*THE PROBLEM*:
Present the data below as a numbered list with blank lines omitted, and leave the pictures out of your answer.

[Data items]
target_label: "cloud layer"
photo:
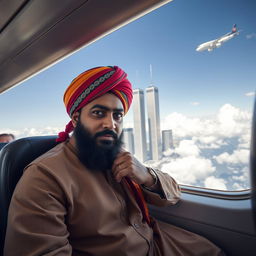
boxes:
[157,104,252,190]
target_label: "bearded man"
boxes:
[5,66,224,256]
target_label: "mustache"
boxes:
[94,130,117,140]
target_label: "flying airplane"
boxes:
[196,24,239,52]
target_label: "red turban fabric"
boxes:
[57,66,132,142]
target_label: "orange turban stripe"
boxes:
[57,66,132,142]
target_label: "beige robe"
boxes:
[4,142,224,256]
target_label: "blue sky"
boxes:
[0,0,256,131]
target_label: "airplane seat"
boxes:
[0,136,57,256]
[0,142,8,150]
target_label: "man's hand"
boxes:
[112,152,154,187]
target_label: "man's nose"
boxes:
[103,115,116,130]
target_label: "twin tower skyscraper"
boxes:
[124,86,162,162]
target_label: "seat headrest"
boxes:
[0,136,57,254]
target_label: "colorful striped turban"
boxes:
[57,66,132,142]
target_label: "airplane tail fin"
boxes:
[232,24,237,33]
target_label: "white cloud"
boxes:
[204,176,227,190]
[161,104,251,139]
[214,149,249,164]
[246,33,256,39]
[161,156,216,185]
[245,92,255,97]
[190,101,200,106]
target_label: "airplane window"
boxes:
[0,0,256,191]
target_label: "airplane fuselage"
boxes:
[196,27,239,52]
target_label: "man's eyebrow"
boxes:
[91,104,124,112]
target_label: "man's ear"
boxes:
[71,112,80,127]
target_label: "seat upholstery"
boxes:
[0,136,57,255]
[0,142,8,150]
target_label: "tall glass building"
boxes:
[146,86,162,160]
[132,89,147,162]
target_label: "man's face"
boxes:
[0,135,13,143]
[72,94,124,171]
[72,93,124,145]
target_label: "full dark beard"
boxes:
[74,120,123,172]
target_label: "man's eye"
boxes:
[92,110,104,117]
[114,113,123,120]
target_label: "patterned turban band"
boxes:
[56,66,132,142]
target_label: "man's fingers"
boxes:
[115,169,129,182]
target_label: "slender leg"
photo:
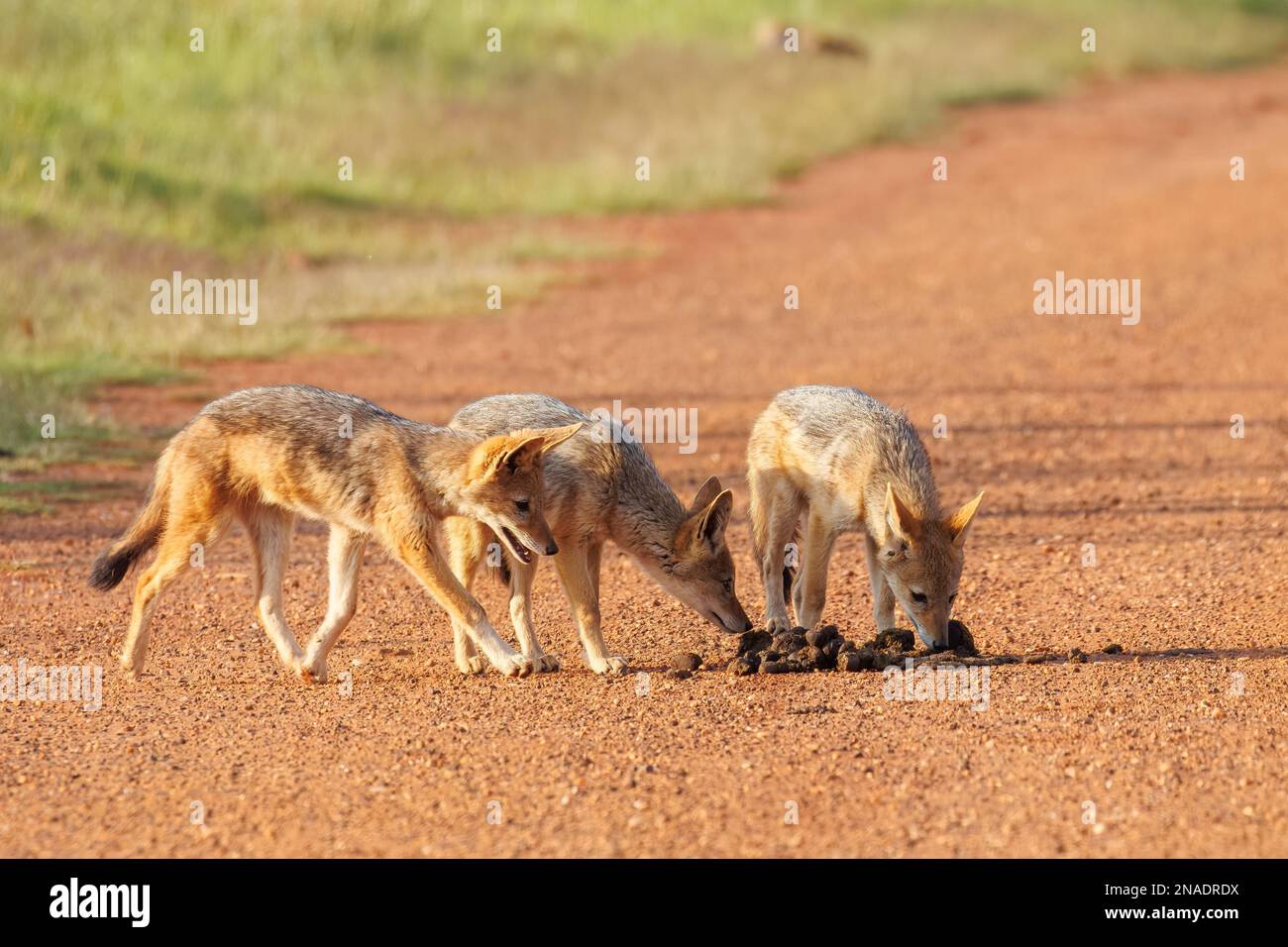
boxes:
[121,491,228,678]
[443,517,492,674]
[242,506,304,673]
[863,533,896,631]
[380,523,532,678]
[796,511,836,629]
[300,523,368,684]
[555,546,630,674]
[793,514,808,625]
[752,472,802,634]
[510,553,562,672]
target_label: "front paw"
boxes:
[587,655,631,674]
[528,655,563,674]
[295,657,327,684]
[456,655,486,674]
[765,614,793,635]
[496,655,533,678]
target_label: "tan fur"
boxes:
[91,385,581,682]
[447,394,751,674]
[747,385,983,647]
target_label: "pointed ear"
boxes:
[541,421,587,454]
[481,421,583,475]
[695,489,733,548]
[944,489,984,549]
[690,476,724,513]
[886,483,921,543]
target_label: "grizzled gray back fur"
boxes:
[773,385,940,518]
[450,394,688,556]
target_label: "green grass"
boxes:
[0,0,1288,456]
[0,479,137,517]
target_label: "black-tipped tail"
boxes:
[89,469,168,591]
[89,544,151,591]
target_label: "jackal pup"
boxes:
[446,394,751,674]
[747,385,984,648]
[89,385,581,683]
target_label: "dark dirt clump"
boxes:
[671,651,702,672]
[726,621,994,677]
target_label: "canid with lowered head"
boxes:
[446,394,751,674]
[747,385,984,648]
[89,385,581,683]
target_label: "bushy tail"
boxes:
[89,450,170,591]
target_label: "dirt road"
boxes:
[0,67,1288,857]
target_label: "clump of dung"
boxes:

*REPLY*:
1. target_label: "cloud layer"
2. photo:
3. boxes:
4. [157,104,252,190]
5. target_label: "bearded man"
6. boxes:
7. [5,66,224,256]
8. target_label: "mustache"
9. boxes:
10. [94,130,117,140]
11. target_label: "flying airplane"
12. boxes:
13. [196,24,239,52]
14. target_label: "red turban fabric"
15. boxes:
16. [57,66,132,142]
17. target_label: "orange turban stripe"
18. boxes:
19. [57,66,132,142]
20. target_label: "beige robe"
21. boxes:
22. [4,142,224,256]
23. target_label: "blue sky"
24. boxes:
25. [0,0,256,131]
26. target_label: "airplane seat"
27. boxes:
28. [0,136,57,256]
29. [0,142,8,150]
30. target_label: "man's hand"
31. boxes:
32. [112,152,154,187]
33. target_label: "man's nose"
34. boxes:
35. [103,115,116,130]
36. target_label: "twin tower skyscraper"
37. boxes:
38. [124,86,162,162]
39. target_label: "seat headrest"
40. boxes:
41. [0,136,57,254]
42. target_label: "colorful striped turban"
43. boxes:
44. [57,66,132,142]
45. target_label: "airplane tail fin"
46. boxes:
47. [232,24,237,33]
48. target_label: "white cloud"
49. boxes:
50. [204,176,227,190]
51. [161,104,251,139]
52. [214,149,249,164]
53. [246,33,256,39]
54. [161,156,216,185]
55. [245,92,255,97]
56. [190,101,200,106]
57. target_label: "airplane window"
58. boxes:
59. [0,0,256,191]
60. target_label: "airplane fuselage"
61. boxes:
62. [196,27,239,52]
63. target_label: "man's eyebrow"
64. boxes:
65. [91,104,124,112]
66. target_label: "man's ear"
67. boxes:
68. [71,112,80,127]
69. target_label: "seat upholstery"
70. boxes:
71. [0,136,57,255]
72. [0,142,8,150]
73. target_label: "tall glass building"
74. boxes:
75. [146,86,162,160]
76. [132,89,147,162]
77. target_label: "man's face"
78. boxes:
79. [0,135,13,143]
80. [72,94,124,171]
81. [72,93,124,145]
82. target_label: "full dark beard"
83. boxes:
84. [74,120,123,172]
85. target_label: "man's eye"
86. boxes:
87. [92,110,104,117]
88. [114,113,123,120]
89. target_label: "patterned turban band"
90. boxes:
91. [56,66,132,142]
92. target_label: "man's fingers"
93. boxes:
94. [115,169,129,182]
95. target_label: "slender leg"
96. photo:
97. boxes:
98. [121,491,228,678]
99. [443,517,492,674]
100. [242,506,304,673]
101. [863,533,896,631]
102. [380,523,532,678]
103. [796,511,836,629]
104. [300,523,368,684]
105. [555,546,630,674]
106. [793,514,808,625]
107. [752,472,802,634]
108. [510,553,562,672]
109. target_label: "front paw"
110. boxes:
111. [587,655,631,674]
112. [528,655,563,674]
113. [295,657,327,684]
114. [456,655,486,674]
115. [765,614,793,635]
116. [496,655,533,678]
117. target_label: "tan fur"
118. boxes:
119. [91,385,581,682]
120. [447,394,751,674]
121. [747,385,983,647]
122. target_label: "pointed ear"
123. boxes:
124. [541,421,587,454]
125. [481,421,583,475]
126. [695,489,733,548]
127. [944,489,984,549]
128. [690,476,724,513]
129. [886,483,921,543]
130. target_label: "grizzled gray back fur"
131. boxes:
132. [773,385,940,518]
133. [450,394,688,556]
134. target_label: "green grass"
135. boxes:
136. [0,0,1288,456]
137. [0,479,137,517]
138. target_label: "black-tipped tail"
139. boxes:
140. [89,469,168,591]
141. [89,544,151,591]
142. target_label: "jackal pup"
143. boxes:
144. [446,394,751,674]
145. [747,385,984,648]
146. [89,385,581,683]
147. target_label: "dark dirt clump"
148. boxes:
149. [671,651,702,672]
150. [726,621,994,677]
151. target_label: "canid with lowered head"
152. boxes:
153. [446,394,751,674]
154. [747,385,984,648]
155. [89,385,581,683]
156. target_label: "bushy tail"
157. boxes:
158. [89,450,170,591]
159. target_label: "dirt road"
160. boxes:
161. [0,67,1288,857]
162. target_label: "clump of dung"
163. boxes:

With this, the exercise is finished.